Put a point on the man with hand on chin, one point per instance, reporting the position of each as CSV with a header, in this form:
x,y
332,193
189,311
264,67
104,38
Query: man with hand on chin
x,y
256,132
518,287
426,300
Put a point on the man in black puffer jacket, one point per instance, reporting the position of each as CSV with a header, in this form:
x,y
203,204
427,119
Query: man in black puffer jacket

--

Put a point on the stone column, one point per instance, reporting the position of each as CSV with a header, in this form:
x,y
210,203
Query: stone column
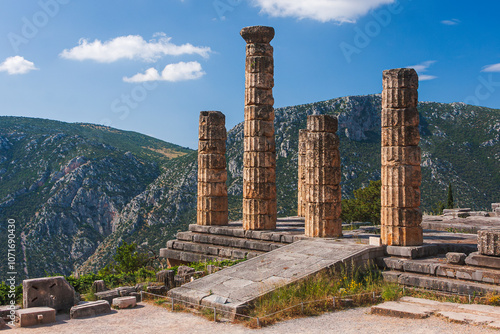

--

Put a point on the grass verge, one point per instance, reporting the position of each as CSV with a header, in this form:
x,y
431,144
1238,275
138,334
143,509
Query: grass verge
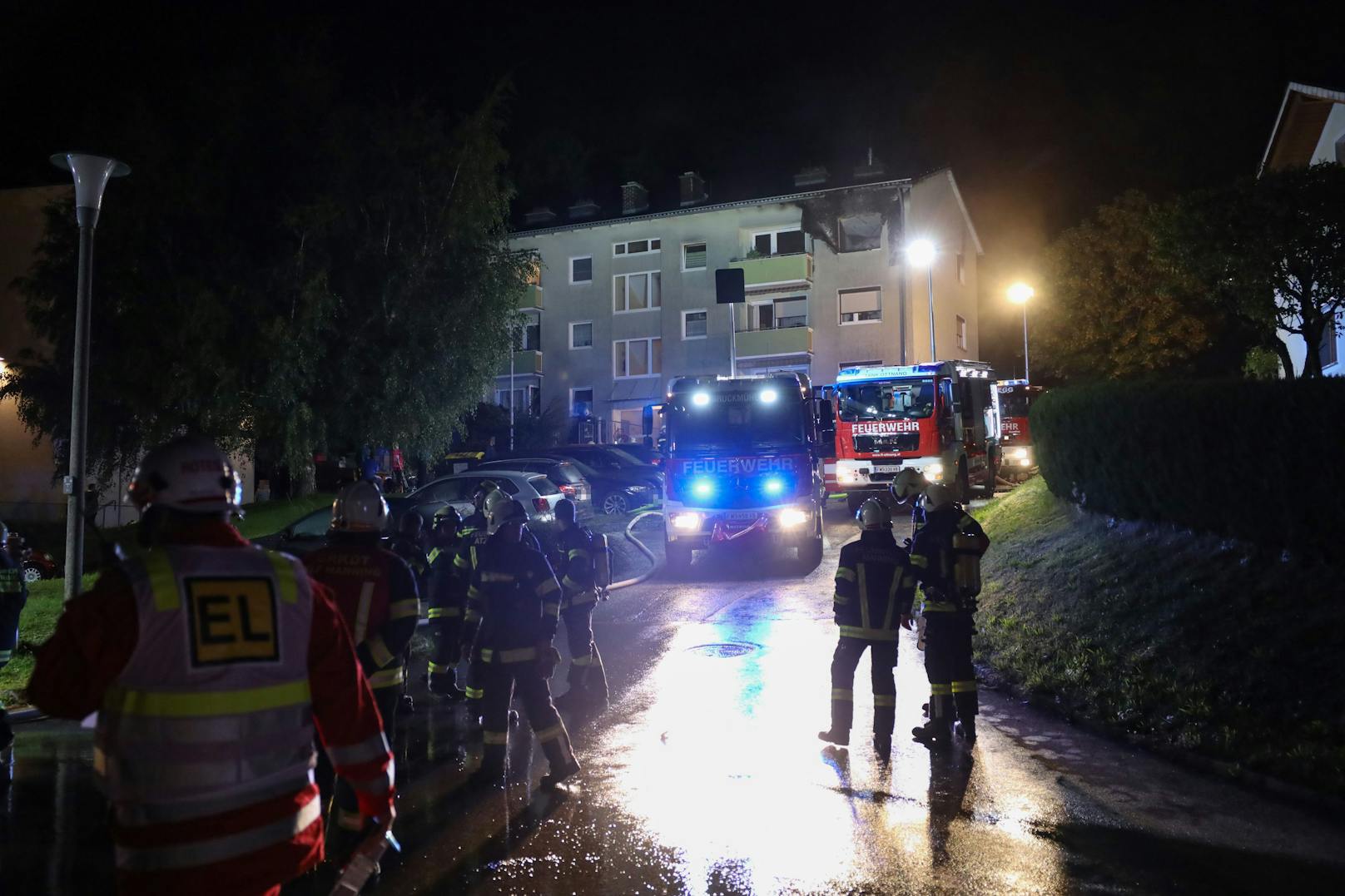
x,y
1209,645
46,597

--

_EXERCISE DESCRIPTION_
Looking at the records above, return exactly the lines from the line with "Put a point on the man with" to the line with "Query: man in black puffer jacket", both ends included.

_RESPONSE TO THE EXERCISE_
Put a point on the man with hand on chin, one point per instance, reporting the position of each as CSV with a header, in this form:
x,y
332,193
189,311
264,67
104,38
Query: man with hand on chin
x,y
256,132
518,287
426,300
Put a point on the man in black puffer jacket, one point per instance, reporting the position of each as CSV with a header, in this form:
x,y
203,204
427,119
Query: man in black puffer jacket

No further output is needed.